Image object location entries
* * * *

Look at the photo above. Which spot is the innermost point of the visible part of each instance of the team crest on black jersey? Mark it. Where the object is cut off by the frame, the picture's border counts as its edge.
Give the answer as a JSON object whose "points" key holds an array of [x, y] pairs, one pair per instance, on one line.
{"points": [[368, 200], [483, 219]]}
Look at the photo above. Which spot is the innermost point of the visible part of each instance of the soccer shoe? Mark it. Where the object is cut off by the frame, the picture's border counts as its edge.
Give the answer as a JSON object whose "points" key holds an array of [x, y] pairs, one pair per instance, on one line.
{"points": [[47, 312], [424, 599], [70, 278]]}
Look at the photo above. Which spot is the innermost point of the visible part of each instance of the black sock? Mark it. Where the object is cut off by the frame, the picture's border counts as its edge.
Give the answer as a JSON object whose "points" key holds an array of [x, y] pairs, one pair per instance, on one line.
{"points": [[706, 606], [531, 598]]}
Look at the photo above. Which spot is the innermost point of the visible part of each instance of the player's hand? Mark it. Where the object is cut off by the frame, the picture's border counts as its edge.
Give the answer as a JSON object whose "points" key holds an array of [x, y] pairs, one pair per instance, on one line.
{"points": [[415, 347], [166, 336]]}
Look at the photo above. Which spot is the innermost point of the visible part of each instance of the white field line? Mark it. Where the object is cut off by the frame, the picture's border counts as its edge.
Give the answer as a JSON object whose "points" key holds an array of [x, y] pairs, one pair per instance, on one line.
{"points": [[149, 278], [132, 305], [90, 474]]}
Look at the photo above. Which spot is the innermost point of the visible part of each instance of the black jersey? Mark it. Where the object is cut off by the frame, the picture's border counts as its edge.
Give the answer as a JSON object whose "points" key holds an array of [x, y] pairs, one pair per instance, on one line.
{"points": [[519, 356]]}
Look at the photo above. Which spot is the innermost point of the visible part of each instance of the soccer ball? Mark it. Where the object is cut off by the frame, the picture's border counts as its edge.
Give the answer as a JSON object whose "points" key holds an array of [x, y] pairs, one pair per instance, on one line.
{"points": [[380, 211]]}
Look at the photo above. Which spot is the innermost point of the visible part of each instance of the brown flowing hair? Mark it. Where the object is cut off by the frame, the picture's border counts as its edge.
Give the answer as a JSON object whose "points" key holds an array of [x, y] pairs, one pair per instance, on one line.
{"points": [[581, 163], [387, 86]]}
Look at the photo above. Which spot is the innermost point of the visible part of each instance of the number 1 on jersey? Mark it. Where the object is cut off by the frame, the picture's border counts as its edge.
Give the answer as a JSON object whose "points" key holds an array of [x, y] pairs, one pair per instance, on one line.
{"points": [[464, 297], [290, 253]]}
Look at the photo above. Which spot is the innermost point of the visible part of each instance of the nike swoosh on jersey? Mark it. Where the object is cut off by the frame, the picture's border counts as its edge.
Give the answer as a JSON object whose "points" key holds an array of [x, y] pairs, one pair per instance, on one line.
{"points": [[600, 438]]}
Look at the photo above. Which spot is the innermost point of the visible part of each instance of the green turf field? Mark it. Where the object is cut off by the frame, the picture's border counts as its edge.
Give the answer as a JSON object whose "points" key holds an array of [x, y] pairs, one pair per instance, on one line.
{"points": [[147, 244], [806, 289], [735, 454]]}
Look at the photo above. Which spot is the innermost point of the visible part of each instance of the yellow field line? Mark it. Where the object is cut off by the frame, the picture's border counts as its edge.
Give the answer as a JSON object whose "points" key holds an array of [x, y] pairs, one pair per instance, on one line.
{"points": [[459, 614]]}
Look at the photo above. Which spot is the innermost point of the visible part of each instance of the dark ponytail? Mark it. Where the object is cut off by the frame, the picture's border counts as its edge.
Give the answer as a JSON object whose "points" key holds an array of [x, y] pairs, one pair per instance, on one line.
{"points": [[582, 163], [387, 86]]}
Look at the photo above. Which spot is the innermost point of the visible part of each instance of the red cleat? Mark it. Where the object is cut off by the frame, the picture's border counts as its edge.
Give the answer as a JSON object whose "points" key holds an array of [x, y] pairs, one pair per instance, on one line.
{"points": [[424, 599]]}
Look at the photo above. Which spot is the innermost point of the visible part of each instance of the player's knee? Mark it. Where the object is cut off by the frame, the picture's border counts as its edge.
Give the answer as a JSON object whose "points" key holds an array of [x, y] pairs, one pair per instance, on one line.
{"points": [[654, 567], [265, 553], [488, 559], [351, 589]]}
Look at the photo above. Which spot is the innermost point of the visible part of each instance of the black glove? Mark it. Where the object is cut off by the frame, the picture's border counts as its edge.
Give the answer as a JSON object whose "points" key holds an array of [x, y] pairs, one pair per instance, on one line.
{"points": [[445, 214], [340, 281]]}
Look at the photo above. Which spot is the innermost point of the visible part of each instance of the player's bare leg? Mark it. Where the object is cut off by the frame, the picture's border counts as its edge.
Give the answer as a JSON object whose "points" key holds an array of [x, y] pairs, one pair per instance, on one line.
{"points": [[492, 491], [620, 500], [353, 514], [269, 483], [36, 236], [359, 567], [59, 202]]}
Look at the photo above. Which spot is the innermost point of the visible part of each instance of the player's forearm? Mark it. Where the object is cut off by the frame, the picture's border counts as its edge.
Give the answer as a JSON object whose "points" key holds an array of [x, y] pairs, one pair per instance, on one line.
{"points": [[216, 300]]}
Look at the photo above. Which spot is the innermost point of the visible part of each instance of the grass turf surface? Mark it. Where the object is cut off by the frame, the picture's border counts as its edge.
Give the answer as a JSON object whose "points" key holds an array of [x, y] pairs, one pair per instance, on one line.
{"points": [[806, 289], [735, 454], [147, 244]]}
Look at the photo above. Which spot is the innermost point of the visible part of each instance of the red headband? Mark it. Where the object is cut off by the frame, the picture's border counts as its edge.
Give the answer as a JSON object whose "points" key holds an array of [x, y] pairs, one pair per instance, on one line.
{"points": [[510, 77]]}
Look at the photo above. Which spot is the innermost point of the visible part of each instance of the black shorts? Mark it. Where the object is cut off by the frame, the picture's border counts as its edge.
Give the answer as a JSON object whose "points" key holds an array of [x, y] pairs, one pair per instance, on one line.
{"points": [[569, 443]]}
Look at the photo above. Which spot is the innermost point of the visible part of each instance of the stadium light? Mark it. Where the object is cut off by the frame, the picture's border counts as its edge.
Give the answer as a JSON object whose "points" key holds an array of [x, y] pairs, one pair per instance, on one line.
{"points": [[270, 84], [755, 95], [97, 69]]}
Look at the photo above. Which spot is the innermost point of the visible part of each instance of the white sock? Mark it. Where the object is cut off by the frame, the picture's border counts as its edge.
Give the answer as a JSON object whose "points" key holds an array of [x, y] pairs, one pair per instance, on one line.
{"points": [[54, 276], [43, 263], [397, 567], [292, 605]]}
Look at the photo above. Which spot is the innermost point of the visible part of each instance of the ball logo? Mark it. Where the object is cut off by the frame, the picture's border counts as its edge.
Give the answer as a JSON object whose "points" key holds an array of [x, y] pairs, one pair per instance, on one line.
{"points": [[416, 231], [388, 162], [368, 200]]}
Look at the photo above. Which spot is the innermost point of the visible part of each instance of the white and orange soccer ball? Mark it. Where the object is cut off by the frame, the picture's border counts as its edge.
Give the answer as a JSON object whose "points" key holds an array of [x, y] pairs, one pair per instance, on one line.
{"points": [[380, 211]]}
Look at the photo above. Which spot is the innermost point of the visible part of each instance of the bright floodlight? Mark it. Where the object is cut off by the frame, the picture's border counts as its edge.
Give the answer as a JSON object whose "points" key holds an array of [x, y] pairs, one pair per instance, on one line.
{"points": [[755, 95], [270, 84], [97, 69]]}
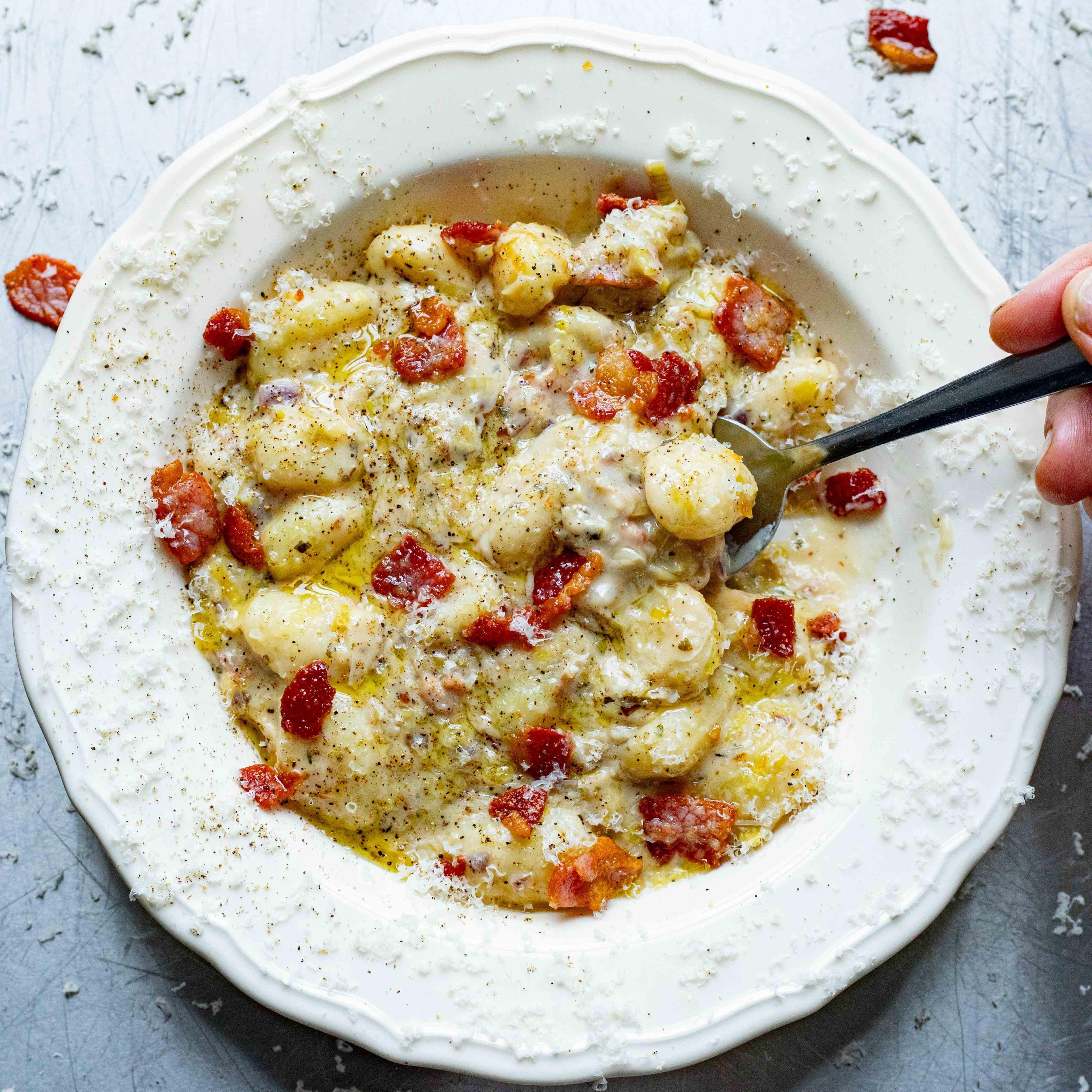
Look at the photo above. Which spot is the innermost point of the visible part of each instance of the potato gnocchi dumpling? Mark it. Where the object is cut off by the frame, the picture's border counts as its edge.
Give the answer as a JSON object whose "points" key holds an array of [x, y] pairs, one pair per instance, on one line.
{"points": [[455, 534]]}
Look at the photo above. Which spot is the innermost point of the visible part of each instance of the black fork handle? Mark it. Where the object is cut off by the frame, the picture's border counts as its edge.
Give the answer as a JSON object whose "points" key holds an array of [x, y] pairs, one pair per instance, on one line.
{"points": [[1007, 382]]}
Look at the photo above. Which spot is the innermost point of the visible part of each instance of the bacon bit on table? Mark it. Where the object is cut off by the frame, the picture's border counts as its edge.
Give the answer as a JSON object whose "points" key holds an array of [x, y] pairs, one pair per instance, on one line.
{"points": [[530, 626], [695, 827], [40, 288], [585, 880], [854, 492], [241, 535], [825, 625], [655, 389], [466, 236], [410, 576], [753, 322], [229, 330], [613, 202], [267, 788], [436, 348], [307, 702], [541, 752], [189, 503], [776, 625], [902, 39], [520, 810], [454, 867]]}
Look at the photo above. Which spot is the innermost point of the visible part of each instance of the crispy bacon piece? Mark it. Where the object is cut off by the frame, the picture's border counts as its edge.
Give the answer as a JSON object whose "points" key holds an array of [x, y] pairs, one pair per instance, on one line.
{"points": [[241, 535], [40, 288], [695, 827], [454, 867], [552, 578], [466, 236], [431, 316], [268, 788], [436, 348], [655, 389], [677, 382], [520, 810], [495, 629], [541, 752], [410, 576], [753, 322], [307, 702], [189, 503], [613, 202], [825, 625], [776, 625], [229, 330], [531, 625], [902, 39], [585, 880], [854, 492]]}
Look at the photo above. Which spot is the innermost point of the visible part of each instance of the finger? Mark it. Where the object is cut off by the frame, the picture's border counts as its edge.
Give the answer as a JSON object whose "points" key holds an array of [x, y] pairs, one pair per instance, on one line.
{"points": [[1077, 313], [1032, 318], [1064, 475]]}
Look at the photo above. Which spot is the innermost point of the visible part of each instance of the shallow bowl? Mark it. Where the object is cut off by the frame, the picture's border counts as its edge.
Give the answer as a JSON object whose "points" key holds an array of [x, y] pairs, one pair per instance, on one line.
{"points": [[967, 586]]}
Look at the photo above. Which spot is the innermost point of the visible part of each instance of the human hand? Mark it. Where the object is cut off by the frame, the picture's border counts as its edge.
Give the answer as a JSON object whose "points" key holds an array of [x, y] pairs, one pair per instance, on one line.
{"points": [[1056, 303]]}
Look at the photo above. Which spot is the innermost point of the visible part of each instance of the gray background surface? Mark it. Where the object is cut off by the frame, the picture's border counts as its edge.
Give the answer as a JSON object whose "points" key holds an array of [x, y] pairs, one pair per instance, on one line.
{"points": [[992, 996]]}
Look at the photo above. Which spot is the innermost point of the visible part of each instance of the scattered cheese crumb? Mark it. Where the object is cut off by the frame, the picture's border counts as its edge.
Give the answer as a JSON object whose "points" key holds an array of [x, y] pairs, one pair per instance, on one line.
{"points": [[1070, 926]]}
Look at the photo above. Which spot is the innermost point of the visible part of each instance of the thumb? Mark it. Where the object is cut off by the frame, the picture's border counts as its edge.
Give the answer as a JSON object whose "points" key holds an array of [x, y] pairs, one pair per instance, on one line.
{"points": [[1064, 475]]}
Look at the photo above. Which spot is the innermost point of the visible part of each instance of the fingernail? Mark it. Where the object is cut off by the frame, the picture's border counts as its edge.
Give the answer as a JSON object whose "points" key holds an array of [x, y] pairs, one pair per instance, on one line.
{"points": [[1083, 313]]}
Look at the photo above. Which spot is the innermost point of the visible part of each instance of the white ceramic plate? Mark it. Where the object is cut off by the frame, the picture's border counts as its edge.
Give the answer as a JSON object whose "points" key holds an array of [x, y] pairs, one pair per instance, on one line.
{"points": [[971, 588]]}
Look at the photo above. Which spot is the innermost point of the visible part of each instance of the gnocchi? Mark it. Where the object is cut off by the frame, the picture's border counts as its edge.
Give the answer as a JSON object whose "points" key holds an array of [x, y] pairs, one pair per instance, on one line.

* * * *

REQUEST>
Extract, exactly as they appear, the lines from the one containing "of the fingernail?" through the final line.

THE ANSWER>
Look at the photo above. Which spot is the innermost point of the visible part of each instance of the fingernail? Mark it. Where the object is cut off by the frame, the picture's border counts as its edge.
Give the answer as a JSON object whose "points" key holds an array of [x, y] pairs, one pair per instance, on one line.
{"points": [[1083, 313]]}
Look at the photo above. Which spot is the innermost point of the visible part of each instance of the white ceramic plate? Mark it. Where the object is cut off by the frame, the picture's border counts as its edge.
Give the answer as a JSON object whose "points" key holds an array of [x, y] pairs, one pair per instance, on one line.
{"points": [[971, 588]]}
Look at the photo above. Which spot is the innermost point of the visible part of each instance of the gnocchi? Mark it. Where the object is cut off by the frame, the picture's border counts as its edge.
Give the answer as a JSON object whose "points" key holds an array of [x, y] pairs, one pair per instance, on one line.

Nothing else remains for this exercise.